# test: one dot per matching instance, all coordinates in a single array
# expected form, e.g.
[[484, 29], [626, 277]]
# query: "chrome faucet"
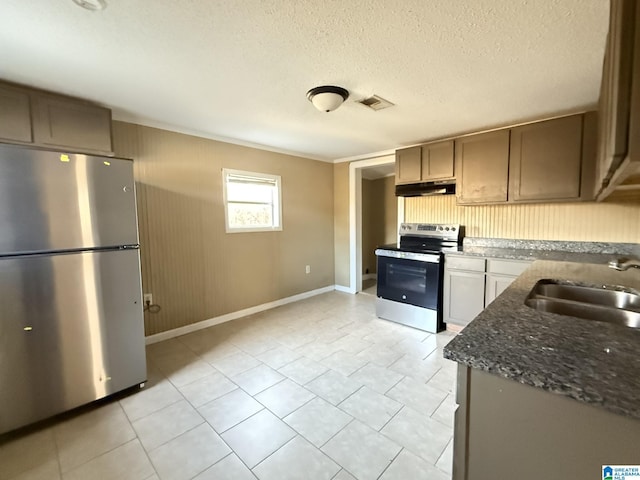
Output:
[[623, 264]]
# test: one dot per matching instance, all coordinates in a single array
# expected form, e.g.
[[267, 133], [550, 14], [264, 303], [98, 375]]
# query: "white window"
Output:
[[252, 201]]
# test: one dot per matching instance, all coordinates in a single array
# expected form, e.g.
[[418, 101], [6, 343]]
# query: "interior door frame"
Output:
[[355, 216]]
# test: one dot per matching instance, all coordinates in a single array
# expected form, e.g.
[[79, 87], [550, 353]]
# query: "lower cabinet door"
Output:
[[463, 296]]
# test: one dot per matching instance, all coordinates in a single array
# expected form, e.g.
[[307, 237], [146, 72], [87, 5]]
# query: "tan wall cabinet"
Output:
[[41, 119], [545, 160], [425, 163], [482, 168], [550, 160], [408, 165], [618, 165], [15, 114], [471, 283]]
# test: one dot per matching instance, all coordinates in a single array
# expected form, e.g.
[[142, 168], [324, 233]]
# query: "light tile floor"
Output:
[[318, 389]]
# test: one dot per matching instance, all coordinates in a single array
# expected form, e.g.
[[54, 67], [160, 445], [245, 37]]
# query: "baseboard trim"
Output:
[[227, 317], [341, 288]]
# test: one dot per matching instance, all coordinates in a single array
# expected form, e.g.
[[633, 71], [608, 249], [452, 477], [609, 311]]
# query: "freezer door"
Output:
[[71, 331], [57, 201]]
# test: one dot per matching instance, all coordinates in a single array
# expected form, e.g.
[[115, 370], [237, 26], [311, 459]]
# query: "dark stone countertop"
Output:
[[597, 363], [570, 251]]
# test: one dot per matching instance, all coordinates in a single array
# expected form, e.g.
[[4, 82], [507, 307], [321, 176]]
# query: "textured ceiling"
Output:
[[238, 70]]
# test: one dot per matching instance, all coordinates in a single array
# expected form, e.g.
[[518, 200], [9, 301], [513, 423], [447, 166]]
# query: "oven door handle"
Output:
[[421, 257]]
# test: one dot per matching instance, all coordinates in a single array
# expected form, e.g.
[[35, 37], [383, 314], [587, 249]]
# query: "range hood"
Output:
[[425, 188]]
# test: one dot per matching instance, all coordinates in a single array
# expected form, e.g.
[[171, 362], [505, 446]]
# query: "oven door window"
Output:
[[409, 281]]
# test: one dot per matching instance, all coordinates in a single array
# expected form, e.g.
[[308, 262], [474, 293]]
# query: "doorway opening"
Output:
[[370, 183]]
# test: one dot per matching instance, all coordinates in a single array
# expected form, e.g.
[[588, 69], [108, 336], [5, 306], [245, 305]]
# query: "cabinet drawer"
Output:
[[473, 264], [507, 267]]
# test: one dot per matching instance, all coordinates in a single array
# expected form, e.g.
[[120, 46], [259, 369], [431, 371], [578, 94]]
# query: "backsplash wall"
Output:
[[589, 221]]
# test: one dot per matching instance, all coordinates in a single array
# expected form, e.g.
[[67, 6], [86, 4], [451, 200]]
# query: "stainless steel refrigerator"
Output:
[[71, 322]]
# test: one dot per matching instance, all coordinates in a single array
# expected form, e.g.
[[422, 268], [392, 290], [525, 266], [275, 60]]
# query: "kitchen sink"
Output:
[[604, 304]]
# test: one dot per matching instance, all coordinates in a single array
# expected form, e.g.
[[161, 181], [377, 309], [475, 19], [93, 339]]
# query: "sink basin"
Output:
[[587, 294], [587, 302]]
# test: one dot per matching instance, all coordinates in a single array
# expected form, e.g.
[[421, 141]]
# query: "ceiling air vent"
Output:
[[376, 103]]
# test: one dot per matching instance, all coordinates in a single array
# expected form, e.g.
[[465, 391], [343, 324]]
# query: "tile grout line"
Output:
[[391, 462]]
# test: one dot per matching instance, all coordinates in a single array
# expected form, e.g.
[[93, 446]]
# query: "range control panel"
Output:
[[430, 229]]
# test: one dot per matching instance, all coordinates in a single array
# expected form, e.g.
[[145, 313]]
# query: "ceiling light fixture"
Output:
[[327, 98], [91, 4]]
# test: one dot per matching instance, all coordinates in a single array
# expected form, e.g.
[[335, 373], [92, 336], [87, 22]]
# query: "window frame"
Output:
[[277, 209]]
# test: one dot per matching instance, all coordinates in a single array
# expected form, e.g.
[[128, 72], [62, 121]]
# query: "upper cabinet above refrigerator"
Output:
[[42, 119], [618, 168]]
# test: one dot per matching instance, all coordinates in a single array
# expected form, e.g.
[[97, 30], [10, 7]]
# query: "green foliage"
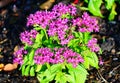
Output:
[[94, 7], [61, 72]]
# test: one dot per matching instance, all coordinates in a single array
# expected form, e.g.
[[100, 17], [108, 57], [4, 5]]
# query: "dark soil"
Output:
[[13, 22]]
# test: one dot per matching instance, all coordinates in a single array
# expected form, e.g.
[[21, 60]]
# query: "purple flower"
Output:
[[18, 56], [92, 44], [86, 23], [58, 55], [27, 36], [62, 9]]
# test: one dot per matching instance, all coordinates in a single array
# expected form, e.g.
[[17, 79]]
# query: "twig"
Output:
[[101, 77], [114, 69]]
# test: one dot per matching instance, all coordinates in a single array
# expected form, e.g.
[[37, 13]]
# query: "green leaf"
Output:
[[60, 77], [86, 1], [93, 60], [31, 56], [109, 3], [94, 7], [112, 13], [39, 38], [78, 74], [38, 68], [25, 59], [27, 70], [46, 76], [32, 71], [90, 58], [55, 68], [23, 69], [73, 42], [86, 37]]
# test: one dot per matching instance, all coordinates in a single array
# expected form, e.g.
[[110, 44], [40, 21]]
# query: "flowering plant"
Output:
[[59, 47]]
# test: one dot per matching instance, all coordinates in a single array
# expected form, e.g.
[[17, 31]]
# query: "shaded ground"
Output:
[[13, 20]]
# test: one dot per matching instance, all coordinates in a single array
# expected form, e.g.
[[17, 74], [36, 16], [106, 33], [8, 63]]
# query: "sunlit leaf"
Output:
[[113, 13], [109, 3], [94, 7]]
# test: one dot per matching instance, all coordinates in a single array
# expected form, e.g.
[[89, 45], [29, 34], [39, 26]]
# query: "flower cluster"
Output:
[[58, 55], [27, 37], [92, 44], [41, 18], [18, 56], [86, 23], [62, 9]]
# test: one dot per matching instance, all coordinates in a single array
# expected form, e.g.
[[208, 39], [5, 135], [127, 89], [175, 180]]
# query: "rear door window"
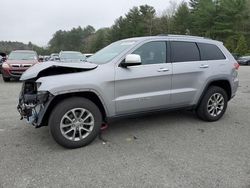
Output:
[[184, 51], [210, 52], [152, 52]]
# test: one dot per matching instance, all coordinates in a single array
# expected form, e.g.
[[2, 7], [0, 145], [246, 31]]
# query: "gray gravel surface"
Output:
[[166, 150]]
________________________
- _What you have to do_: Format the lines of the items as a Markdown table with the columns n and Line, starting with the first line and going on through the line with "[[252, 201]]", both included. Number each row, leave out blank lines, and omit the pictures.

- _Output for this exercise_:
| n | Line |
|---|---|
| 1 | # test: one dot per matching instance, all coordinates in a single array |
| 2 | # expected form, e.g. |
| 3 | [[484, 29], [626, 277]] |
| 4 | # query: "chrome faucet" |
| 5 | Output: |
| 6 | [[623, 264]] |
| 7 | # test: one dot per matching instance, all coordinates in a single array |
| 8 | # expected form, e.g. |
| 9 | [[267, 133], [550, 14], [264, 303], [98, 375]] |
| 10 | # query: "white window" |
| 11 | Output: |
| 12 | [[252, 201]] |